[Source data]
————

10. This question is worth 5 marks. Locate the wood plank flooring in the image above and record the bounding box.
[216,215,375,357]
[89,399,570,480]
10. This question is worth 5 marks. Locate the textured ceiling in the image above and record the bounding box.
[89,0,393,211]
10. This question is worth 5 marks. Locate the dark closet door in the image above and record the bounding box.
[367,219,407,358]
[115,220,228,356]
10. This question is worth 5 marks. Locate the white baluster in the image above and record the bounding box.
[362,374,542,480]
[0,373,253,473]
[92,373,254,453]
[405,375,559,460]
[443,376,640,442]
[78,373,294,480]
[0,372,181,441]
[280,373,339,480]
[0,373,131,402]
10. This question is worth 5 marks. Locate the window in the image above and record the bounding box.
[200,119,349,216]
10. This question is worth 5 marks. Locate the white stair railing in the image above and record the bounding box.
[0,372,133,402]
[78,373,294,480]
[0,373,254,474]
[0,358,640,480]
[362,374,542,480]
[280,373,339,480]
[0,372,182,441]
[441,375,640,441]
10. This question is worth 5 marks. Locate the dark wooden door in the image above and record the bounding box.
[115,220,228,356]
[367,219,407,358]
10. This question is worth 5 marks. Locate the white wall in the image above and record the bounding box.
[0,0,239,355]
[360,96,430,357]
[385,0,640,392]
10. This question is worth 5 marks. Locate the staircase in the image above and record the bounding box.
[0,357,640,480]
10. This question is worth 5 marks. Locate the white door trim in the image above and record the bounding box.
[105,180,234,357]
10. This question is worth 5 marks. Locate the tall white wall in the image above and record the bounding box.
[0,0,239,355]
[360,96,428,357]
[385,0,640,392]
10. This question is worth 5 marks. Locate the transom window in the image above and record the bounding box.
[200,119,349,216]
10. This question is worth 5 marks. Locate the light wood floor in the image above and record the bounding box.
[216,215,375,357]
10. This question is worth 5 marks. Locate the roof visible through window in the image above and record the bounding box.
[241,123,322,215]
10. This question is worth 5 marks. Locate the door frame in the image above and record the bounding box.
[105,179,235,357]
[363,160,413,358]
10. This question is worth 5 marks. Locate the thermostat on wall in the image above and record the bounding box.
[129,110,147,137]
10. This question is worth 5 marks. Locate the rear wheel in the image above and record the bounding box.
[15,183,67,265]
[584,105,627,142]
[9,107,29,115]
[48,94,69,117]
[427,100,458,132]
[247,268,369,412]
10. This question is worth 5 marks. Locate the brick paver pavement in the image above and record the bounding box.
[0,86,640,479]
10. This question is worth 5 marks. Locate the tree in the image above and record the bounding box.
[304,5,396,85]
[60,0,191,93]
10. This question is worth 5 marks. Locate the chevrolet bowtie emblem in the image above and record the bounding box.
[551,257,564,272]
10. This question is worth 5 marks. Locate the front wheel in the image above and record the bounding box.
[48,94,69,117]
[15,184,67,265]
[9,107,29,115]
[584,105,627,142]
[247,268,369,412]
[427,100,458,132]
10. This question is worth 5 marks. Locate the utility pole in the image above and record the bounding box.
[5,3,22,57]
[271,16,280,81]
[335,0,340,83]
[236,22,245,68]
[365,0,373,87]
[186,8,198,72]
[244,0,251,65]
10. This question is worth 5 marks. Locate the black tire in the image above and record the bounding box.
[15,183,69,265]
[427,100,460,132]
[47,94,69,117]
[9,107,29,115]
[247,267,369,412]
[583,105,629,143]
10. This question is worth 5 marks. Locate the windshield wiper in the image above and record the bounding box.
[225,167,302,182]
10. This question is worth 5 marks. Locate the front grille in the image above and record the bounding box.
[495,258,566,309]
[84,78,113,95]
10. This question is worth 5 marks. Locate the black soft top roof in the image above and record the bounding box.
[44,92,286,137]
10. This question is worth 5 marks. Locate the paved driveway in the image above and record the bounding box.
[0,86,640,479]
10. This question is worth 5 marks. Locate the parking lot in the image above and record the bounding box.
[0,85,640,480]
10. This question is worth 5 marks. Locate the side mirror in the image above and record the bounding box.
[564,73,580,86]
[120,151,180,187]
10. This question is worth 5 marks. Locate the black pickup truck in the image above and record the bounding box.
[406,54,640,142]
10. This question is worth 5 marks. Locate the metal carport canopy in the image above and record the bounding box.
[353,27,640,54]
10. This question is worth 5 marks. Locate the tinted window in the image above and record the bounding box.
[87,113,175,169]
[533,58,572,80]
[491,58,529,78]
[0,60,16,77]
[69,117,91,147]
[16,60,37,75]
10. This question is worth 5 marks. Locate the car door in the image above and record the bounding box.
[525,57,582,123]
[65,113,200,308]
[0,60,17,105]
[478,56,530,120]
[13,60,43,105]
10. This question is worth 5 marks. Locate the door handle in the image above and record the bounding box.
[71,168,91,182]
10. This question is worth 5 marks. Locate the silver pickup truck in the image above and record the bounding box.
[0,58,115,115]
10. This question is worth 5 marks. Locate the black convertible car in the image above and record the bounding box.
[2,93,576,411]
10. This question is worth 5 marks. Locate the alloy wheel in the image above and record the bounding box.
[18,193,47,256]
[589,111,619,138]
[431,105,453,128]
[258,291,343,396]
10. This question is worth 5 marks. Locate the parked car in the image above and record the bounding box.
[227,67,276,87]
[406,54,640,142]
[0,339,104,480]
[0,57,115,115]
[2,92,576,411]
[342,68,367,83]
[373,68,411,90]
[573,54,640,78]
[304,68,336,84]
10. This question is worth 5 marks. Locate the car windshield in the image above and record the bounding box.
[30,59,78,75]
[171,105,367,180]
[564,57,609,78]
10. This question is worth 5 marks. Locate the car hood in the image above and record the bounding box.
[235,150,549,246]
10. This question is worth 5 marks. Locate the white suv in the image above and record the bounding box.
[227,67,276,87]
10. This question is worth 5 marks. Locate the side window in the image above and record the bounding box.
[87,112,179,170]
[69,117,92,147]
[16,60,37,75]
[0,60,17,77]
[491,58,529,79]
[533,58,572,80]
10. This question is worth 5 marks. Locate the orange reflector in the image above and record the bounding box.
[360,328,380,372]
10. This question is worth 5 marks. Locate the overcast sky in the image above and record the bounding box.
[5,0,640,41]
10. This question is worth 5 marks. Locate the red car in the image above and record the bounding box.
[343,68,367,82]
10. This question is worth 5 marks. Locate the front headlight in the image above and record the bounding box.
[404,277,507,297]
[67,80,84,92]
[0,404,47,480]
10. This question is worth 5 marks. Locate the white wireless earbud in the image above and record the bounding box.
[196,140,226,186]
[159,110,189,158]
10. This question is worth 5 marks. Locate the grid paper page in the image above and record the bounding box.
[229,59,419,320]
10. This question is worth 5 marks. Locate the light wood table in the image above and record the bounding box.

————

§ **Problem requirements**
Could you edit the records above so that every "5 marks" becomes "3 points", with everything else left unchanged?

§ **Completed exercise**
10. This question is worth 3 points. Locate the wood plank flooring in the image above and record the bounding box.
[216,215,375,357]
[89,399,570,480]
10. This question is worth 3 points. Locate the textured ceiling in the image above and record the bounding box.
[89,0,393,211]
10. This question is worth 3 points. Locate the dark closet door in the image above and record the bounding box.
[367,219,407,358]
[115,220,228,356]
10. This question is worth 3 points. Locate the white baluster in the image above and record the bounding box.
[362,374,542,480]
[0,373,253,473]
[92,373,254,453]
[405,375,559,460]
[443,376,640,442]
[78,373,294,480]
[0,372,181,441]
[280,373,339,480]
[0,373,131,402]
10. This question is worth 3 points. Locate the window in the image above and record the bounding box.
[200,119,349,216]
10. This question is worth 3 points. Locate the white stair railing in the image above and record the bounding box.
[0,372,133,402]
[78,373,294,480]
[0,373,254,474]
[0,358,640,480]
[362,374,542,480]
[280,373,339,480]
[0,372,182,441]
[441,375,640,441]
10. This question is worth 3 points. Locate the dark wooden door in the image above and record the bounding box.
[115,220,228,356]
[367,219,407,358]
10. This question is worth 3 points. Locate the white wall in the image above and record the bounding box.
[0,0,239,355]
[360,96,430,357]
[385,0,640,392]
10. This question is worth 3 points. Locate the staircase in the image above and record the bounding box.
[0,357,640,480]
10. This question is worth 3 points. Locate the white door trim in the image above and record the bounding box.
[105,180,234,357]
10. This question is worth 3 points. Locate the tall white wall in the image above and record the bounding box.
[0,0,239,355]
[360,96,428,357]
[385,0,640,392]
10. This question is worth 3 points. Locate the transom window in the image above and record the bounding box.
[200,119,349,216]
10. This question is worth 3 points. Locate the light wood floor in the image above and record the bounding box.
[216,215,375,357]
10. This question is worth 3 points. Locate the roof visible through window in the image above and record the bounding box.
[241,123,322,215]
10. This question is worth 3 points. Locate the door frame in the image above and record the bounding box.
[105,179,235,357]
[363,160,413,358]
10. This question is worth 3 points. Locate the thermostat on wall in the image above and record the bounding box.
[129,110,147,137]
10. This question is worth 3 points. Locate the rear wheel in the image above and record the bounding box.
[15,183,67,265]
[584,105,627,142]
[9,107,29,115]
[48,94,69,117]
[427,100,458,132]
[247,268,369,412]
10. This question is worth 3 points. Locate the brick paver pavement in the image above and record the bounding box.
[0,86,640,479]
10. This question is worth 3 points. Locate the tree in the image above and record the bounding box.
[304,5,396,85]
[60,0,191,93]
10. This question is worth 3 points. Locate the chevrolet bowtie emblem in the image above and record the bounding box.
[551,257,564,272]
10. This question is worth 3 points. Locate the front wheel in the image above and record the bounding box.
[48,94,69,117]
[15,184,67,265]
[9,107,29,115]
[584,105,627,142]
[247,268,369,412]
[427,100,458,132]
10. This question is worth 3 points. Locate the utility pole in the image above and record the bounding box.
[5,3,22,57]
[271,16,280,81]
[335,0,340,83]
[236,22,245,68]
[365,0,373,87]
[186,8,198,72]
[244,0,251,65]
10. This question is worth 3 points. Locate the black tire in the image above and record the bounding box.
[15,183,69,265]
[427,100,460,132]
[47,94,69,117]
[9,107,29,115]
[247,267,369,412]
[583,105,629,143]
10. This question is worth 3 points. Locate the windshield wiper in the image above and record the bounding box.
[225,167,302,182]
10. This question is worth 3 points. Locate the front grille in the image above and record the bounding box.
[495,258,566,309]
[84,78,113,95]
10. This question is worth 3 points. Locate the black soft top roof in the image above and record the bounding box.
[44,92,286,137]
10. This question is worth 3 points. Locate the paved driveway in the image above and record the bounding box.
[0,86,640,479]
10. This question is worth 3 points. Locate the parking lot in the image above and record the bounding box.
[0,85,640,480]
10. This question is worth 3 points. Locate the side mirror in the image above and record the bounding box.
[564,73,580,86]
[120,151,180,187]
10. This question is worth 3 points. Locate the black pickup truck in the image above and record the bounding box.
[406,54,640,142]
10. This question is worth 3 points. Locate the metal carport canopy in the image above and record the bounding box.
[353,27,640,54]
10. This question is worth 3 points. Locate the tinted window in the image above and record the bounding box.
[87,113,175,169]
[533,58,572,80]
[491,58,529,78]
[0,60,16,77]
[69,117,91,147]
[16,60,37,75]
10. This question is worth 3 points. Locate the car door in the image above and record the bounding box.
[525,57,582,123]
[65,113,200,308]
[0,60,17,105]
[478,56,530,120]
[13,60,43,105]
10. This question is worth 3 points. Locate the door handle in the image above and record the bounding box.
[71,168,91,182]
10. This question is worth 3 points. Locate the silver pickup truck in the image above and record the bounding box.
[0,58,115,115]
10. This question is worth 3 points. Locate the black convertible car in the image above and record the bounding box.
[2,93,576,411]
10. This question is worth 3 points. Locate the alloy wheel in the image above and record the bounding box.
[18,193,47,256]
[589,111,619,138]
[431,105,453,128]
[258,291,343,396]
10. This question is worth 3 points. Locate the parked car in the image above and record the bounding box.
[227,67,276,87]
[406,54,640,142]
[0,339,104,480]
[0,57,115,115]
[2,92,576,411]
[342,68,367,83]
[373,68,411,90]
[573,54,640,78]
[304,68,336,84]
10. This question is worth 3 points. Locate the car windshield in the image above and record the bounding box.
[30,59,78,75]
[171,105,367,180]
[564,57,609,78]
10. This question is worth 3 points. Locate the car hood in the image above and record the bounding box.
[235,150,549,246]
10. This question is worth 3 points. Locate the white suv in the image above and record the bounding box.
[227,67,276,87]
10. This question is worth 3 points. Locate the side window in the image above and record the bounding box.
[87,112,179,170]
[69,117,92,147]
[16,60,37,75]
[0,60,17,77]
[491,58,529,79]
[533,58,572,80]
10. This question is worth 3 points. Locate the orange reflector in the image above and record the bounding box.
[360,328,380,372]
10. This question is worth 3 points. Locate the overcast sky in the image above and record the bounding box.
[5,0,640,41]
10. This question is worth 3 points. Locate the red car in the image above and record the bounding box.
[343,68,367,82]
10. This question is worth 3 points. Locate the front headlight in the image above and record the bounding box.
[404,277,507,297]
[67,80,84,92]
[0,404,47,480]
10. This question is worth 3 points. Locate the white wireless earbud in the image above and record the bounding box.
[196,140,226,186]
[159,110,189,158]
10. This question is worth 3 points. Locate the grid paper page in the image above and record the bounding box.
[229,59,419,320]
10. This question is worth 3 points. Locate the light wood table in the image above and record the bounding box.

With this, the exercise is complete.